VOTRE TÂCHE: Restituez tel quel le passage du texte sur les ressources économiques des cabinets vétérinaires, en commençant à « Comprendre la mise » et en terminant à « la gamme choisie. ».

EXTRAIT DU TEXTE:
-------------------------
La complémentarité des ressources économiques et des compétences individuelles

Les ressources économiques

Comprendre la mise en place des suivis et l’organisation du travail ne peut se faire sans étudier le business model des cabinets vétérinaires. Dans le cadre de la médecine générale, bien qu’il existe quelques différences entre les cabinets, les visites sont généralement facturées à l’acte avec le prix de la visite (avec ou sans prise en compte des frais de déplacement) et des produits s’il y en a de prescrit. La mise en place des suivis modifie le système de facturation des visites en se basant sur une tarification à l’année selon les différents types de suivi et la gamme choisie.

Aujourd’hui, comme présenté dans le précédent billet, la vente de produits représente entre 65 et 85 % du chiffre d’affaires de l’activité rurale des quinze cabinets enquêtés, le reste du chiffre d’affaires correspondant aux actes médicaux. La rémunération des suivis ne semble pas visible dans le chiffre d’affaires des cabinets, pour autant, cela permet de maintenir un pied dans les élevages, un bon relationnel avec les éleveurs et d’assurer la vente d’autres services plus rémunérateurs.
-------------------------
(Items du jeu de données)
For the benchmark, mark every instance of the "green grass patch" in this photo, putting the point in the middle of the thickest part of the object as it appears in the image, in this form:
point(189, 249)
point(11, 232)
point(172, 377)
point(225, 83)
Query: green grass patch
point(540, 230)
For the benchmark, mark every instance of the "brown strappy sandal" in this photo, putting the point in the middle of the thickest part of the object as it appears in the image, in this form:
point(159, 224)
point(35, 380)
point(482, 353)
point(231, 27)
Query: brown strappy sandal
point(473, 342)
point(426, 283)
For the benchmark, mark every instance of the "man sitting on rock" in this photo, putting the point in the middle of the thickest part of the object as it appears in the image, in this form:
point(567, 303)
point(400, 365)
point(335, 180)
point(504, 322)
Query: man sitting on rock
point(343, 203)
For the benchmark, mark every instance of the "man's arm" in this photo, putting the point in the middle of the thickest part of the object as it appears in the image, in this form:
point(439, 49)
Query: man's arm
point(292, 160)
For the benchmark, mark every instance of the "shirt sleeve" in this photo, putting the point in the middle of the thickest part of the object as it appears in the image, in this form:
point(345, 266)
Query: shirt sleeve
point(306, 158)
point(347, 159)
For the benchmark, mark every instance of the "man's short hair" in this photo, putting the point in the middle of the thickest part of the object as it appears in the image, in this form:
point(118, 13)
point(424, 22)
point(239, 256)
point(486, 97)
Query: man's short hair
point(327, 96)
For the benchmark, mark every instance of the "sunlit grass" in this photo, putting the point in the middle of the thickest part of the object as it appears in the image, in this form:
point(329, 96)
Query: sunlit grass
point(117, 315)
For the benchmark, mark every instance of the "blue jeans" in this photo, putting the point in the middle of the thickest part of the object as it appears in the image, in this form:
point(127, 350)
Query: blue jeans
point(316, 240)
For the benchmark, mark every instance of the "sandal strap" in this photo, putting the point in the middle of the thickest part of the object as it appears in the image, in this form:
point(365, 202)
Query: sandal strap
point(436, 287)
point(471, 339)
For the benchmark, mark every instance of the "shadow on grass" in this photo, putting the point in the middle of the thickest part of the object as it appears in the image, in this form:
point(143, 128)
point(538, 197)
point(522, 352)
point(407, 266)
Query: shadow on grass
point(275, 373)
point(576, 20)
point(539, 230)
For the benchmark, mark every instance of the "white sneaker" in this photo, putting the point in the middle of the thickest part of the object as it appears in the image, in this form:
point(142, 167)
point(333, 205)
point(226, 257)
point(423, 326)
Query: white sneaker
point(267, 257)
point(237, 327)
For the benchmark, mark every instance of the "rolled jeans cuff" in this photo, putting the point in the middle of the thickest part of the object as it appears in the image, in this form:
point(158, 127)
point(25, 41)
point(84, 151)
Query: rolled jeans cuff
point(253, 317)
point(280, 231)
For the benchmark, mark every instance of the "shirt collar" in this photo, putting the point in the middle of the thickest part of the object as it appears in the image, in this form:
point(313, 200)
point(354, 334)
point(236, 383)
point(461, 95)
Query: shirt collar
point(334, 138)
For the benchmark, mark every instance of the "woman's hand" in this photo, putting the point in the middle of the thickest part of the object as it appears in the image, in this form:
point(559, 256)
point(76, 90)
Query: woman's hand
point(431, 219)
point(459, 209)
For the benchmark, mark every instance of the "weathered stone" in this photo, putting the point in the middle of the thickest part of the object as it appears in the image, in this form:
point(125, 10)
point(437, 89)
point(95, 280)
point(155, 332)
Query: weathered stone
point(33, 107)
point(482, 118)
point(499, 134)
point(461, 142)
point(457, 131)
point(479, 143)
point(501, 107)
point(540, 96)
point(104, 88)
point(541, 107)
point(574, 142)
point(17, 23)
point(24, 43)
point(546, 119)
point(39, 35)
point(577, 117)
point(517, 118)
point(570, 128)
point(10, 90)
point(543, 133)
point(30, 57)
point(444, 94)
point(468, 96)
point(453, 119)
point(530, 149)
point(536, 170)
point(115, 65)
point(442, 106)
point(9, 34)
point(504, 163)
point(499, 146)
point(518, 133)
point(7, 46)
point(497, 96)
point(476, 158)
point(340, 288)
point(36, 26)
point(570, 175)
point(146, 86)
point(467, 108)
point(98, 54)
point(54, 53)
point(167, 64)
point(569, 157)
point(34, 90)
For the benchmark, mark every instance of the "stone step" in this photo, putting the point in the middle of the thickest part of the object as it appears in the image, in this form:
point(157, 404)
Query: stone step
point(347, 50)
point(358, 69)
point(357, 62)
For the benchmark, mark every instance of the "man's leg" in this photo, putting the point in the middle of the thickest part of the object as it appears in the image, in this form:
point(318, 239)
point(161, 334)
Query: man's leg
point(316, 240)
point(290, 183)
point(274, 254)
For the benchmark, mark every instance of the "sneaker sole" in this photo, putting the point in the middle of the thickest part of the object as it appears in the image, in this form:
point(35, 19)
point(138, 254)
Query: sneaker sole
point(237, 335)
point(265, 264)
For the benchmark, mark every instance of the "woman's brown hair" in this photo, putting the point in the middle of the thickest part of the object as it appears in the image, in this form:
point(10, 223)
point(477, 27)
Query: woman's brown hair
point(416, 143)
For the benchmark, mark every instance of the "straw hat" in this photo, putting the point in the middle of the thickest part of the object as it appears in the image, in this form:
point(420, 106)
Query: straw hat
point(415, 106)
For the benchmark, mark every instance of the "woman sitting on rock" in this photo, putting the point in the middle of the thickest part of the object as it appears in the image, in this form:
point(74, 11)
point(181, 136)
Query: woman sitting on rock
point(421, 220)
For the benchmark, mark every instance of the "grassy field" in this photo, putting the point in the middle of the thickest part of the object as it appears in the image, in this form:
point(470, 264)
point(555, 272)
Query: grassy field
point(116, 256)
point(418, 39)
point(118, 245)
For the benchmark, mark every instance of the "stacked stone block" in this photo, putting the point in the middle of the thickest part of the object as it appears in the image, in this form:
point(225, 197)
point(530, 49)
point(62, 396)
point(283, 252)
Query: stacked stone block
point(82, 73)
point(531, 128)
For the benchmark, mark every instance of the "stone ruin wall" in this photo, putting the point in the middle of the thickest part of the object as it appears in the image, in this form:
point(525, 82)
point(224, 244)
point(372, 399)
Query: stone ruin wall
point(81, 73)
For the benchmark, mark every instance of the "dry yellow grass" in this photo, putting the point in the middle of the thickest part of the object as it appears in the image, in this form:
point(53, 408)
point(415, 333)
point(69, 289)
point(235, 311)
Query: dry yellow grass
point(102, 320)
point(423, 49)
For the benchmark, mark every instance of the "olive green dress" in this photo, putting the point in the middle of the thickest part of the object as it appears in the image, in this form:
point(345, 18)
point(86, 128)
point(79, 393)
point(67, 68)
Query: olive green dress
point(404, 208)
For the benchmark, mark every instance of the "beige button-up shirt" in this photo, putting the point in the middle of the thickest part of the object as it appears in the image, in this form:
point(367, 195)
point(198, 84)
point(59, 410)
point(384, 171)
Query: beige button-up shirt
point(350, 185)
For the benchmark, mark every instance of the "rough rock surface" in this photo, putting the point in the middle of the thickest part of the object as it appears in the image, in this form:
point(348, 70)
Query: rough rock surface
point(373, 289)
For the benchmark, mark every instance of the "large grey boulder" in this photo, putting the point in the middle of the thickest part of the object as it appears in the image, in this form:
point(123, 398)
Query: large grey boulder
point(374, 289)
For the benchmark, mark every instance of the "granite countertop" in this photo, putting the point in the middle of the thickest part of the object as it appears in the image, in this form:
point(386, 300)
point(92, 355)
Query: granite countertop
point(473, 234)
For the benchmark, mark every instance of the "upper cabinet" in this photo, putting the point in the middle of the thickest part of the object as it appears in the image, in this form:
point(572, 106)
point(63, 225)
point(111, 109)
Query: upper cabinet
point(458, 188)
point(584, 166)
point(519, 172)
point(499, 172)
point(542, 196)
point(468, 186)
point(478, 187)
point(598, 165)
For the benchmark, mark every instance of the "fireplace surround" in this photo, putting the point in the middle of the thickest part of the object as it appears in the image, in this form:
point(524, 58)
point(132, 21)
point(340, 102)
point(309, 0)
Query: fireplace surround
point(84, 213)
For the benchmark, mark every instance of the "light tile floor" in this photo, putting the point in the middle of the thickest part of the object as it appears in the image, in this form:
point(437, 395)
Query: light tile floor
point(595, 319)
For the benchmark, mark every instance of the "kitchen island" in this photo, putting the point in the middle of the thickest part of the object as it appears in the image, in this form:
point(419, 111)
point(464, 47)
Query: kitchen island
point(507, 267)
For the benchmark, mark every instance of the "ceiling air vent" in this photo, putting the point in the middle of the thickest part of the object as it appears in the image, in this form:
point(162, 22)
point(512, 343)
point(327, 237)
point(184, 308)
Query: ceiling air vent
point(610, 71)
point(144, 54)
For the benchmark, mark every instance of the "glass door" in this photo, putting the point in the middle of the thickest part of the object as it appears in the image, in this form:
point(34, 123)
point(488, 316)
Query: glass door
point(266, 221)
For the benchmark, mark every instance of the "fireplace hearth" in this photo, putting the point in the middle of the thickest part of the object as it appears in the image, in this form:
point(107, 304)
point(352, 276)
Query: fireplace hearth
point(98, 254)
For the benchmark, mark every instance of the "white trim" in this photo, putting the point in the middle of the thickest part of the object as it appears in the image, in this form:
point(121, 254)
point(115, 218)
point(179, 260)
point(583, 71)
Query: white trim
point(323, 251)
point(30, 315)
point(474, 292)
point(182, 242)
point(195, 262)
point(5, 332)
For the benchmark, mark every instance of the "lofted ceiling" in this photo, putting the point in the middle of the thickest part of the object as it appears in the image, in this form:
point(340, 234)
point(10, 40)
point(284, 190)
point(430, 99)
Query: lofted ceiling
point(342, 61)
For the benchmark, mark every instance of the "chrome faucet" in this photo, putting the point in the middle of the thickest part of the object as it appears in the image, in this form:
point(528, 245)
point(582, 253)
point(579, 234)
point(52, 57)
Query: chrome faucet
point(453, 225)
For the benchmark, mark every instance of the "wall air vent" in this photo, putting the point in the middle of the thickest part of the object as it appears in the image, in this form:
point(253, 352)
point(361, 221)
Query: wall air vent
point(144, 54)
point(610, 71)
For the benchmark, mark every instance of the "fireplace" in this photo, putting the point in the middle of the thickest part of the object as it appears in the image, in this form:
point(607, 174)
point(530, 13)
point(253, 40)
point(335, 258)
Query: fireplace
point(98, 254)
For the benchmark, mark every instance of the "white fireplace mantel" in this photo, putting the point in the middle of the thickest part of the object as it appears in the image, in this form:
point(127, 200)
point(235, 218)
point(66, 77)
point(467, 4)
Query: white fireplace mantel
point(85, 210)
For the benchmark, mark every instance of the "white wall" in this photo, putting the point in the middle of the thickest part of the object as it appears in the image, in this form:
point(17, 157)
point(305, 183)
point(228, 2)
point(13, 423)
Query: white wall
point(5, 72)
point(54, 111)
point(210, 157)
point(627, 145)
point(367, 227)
-------------------------
SOLUTION DE L'EXERCICE:
Comprendre la mise en place des suivis et l’organisation du travail ne peut se faire sans étudier le business model des cabinets vétérinaires. Dans le cadre de la médecine générale, bien qu’il existe quelques différences entre les cabinets, les visites sont généralement facturées à l’acte avec le prix de la visite (avec ou sans prise en compte des frais de déplacement) et des produits s’il y en a de prescrit. La mise en place des suivis modifie le système de facturation des visites en se basant sur une tarification à l’année selon les différents types de suivi et la gamme choisie.